[Page extract]
I soooo beg to differ with the use of with! In Isaiah 41 (one of the best chapters to read whenever you are feeling fearful and overwhelmed—which for me is pretty much a weekly affair), God tells Isaiah to tell the folks, “Do not fear, for I am WITH you; do not be dismayed, for I am your God.”
Here’s my beef with not using “with.” Sometimes I really don’t know what someone I care about is going through, but I know it’s something hard. When I pray, “Lord, please be with _________,” I am crying out to God to accompany that person—to be present during their suffering. And of course, He is. But what is wrong with praying, “be with”?
Addendum: I try to avoid the “vomit” prayers—you know—the ones you “throw up” to God without any real thought. I try to enter his presence first. Sounds mystical, huh? I guess it is. Our God is Spirit. What I mean is that I close out the world’s sounds and distractions, I get in a place where I can focus on the people I want to pray for—lots of times I have a list in my prayer journal. No TV. No iPad. No music (though music can be great, it distracts because I start singing). I like to have my Bible open to a favorite verse or chapter. No magic, here. Just faith, love, devotion, trust, obedience. And repentance. The stage is set.
Again. NO MAGIC. Discipline and faith. And then I pray. If I am praying for my sons, David and Eric, or my daughter, Katie, I may not know what is going on in their deepest places. So, I cry out to God to be with them. To be with David that he might know and trust God. To be with Eric that he might grow as a husband and father. To be with Katie that she won’t get too tired and worn out and stressed from her job. And sometimes it’s just a “Be With.” Please, please, be with—accompany them. Guide them.

[Data extract]
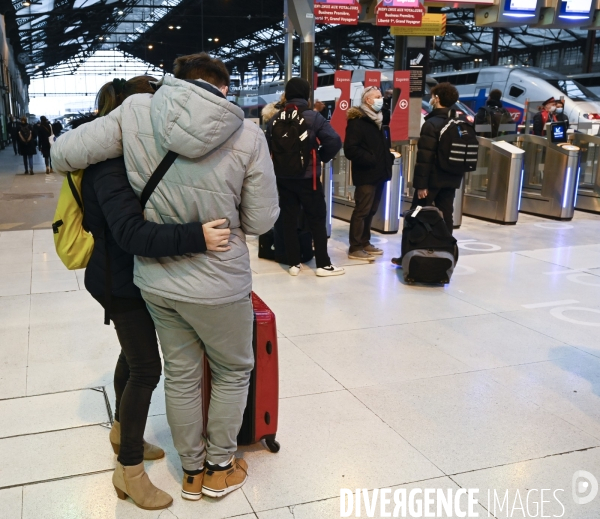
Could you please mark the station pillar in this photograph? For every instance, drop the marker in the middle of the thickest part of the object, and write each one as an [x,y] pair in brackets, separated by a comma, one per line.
[301,14]
[288,50]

[Task instructions]
1. In the post on praying "be with," write out everything from "Again. NO MAGIC." down to "them. Guide them.", word for word.
2. Carry the post on praying "be with" forward from its last sentence.

[In response]
1.
Again. NO MAGIC. Discipline and faith. And then I pray. If I am praying for my sons, David and Eric, or my daughter, Katie, I may not know what is going on in their deepest places. So, I cry out to God to be with them. To be with David that he might know and trust God. To be with Eric that he might grow as a husband and father. To be with Katie that she won’t get too tired and worn out and stressed from her job. And sometimes it’s just a “Be With.” Please, please, be with—accompany them. Guide them.

2.
“With” is a very important preposition because it diminishes loneliness.
And the red lipstick? Somedays I pray that my Father will be with me because I’m scared. I may be moving west, away from my daughter and parents and friends and colleagues. And I am finishing my MEd—Masters in Curriculum and Instruction with an emphasis in Adolescent Literacy. THESIS! DEFEND THE THESIS. Moving and writing massive thesis don’t go together in my brain. So some mornings, I need a little sass to go along with my “with” prayer; thus, the red lipstick.
No make-up. Hair frizzing all over the place. But when I slide on MAC’s “Retro” red lipstick, I feel like everything is going to be fine. As long as I can put the red lipstick actually on my lips and not the surrounding area, I’m ok.
Yes, that’s a very loose analogy. Prayer with lipstick. What can I say, it works for me. Red lipstick WITH Isaiah 41 WITH prayer=surviving another day.